-- BEGIN Records supplied --

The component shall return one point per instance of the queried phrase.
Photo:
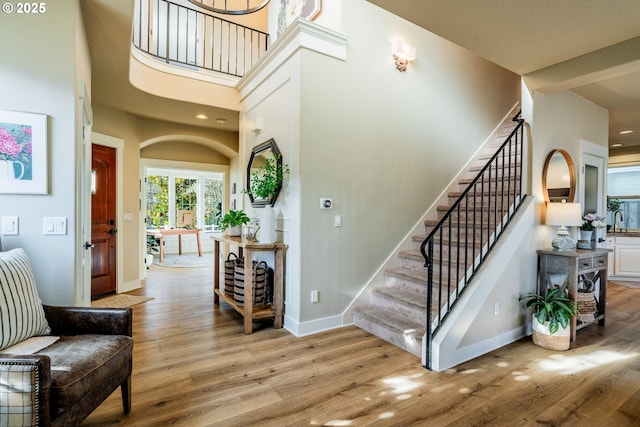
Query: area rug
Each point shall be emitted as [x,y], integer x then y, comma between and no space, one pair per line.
[628,284]
[119,301]
[185,261]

-- END Records supplied --

Goal — Can you lay out these records as a two-column CSV with the headers "prompt" and "reply", giving one row per record with its text and its answer each in a single quoted field, line breaks turned into spaces and the pictures left out?

Answer below —
prompt,reply
"The component shall return one point per instance of the queried phrase. Photo: Query: area rug Each point shall be emitted as [x,y], integer x then y, comma between and no space, one pair per line.","[628,284] [119,301] [185,261]"